:: Data extracts ::
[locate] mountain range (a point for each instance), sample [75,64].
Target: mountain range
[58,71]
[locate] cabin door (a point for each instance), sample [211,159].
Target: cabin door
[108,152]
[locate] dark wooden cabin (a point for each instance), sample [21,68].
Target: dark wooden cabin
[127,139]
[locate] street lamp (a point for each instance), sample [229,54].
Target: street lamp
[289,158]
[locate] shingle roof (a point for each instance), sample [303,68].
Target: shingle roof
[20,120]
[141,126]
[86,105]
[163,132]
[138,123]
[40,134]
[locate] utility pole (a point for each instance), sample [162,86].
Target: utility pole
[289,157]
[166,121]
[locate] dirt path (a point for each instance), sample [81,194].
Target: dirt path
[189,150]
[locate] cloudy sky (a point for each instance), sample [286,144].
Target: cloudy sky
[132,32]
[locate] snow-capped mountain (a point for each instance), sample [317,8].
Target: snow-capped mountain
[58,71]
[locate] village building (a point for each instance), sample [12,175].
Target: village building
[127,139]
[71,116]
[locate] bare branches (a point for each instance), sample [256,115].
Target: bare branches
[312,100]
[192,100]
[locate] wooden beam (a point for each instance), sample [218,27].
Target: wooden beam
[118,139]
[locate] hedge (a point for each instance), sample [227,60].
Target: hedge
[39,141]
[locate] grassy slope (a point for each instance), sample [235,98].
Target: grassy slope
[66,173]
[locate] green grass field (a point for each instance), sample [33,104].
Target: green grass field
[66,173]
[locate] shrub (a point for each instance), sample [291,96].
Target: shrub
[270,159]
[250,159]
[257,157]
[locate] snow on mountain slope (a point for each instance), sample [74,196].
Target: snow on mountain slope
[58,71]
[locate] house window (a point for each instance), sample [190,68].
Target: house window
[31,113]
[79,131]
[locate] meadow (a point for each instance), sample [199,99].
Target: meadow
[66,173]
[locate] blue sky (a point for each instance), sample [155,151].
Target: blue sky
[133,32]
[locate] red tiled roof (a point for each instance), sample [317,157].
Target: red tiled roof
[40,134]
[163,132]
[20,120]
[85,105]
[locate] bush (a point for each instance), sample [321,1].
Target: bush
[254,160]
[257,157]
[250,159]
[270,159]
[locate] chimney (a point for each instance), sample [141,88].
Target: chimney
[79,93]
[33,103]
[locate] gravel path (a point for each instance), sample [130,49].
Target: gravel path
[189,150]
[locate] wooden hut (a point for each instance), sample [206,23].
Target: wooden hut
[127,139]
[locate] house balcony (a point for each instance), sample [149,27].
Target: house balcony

:: Exercise goal ::
Take from the material above every line that includes the word "balcony".

:: Written answer ::
[locate] house balcony (a point for each instance), sample [149,27].
Target: house balcony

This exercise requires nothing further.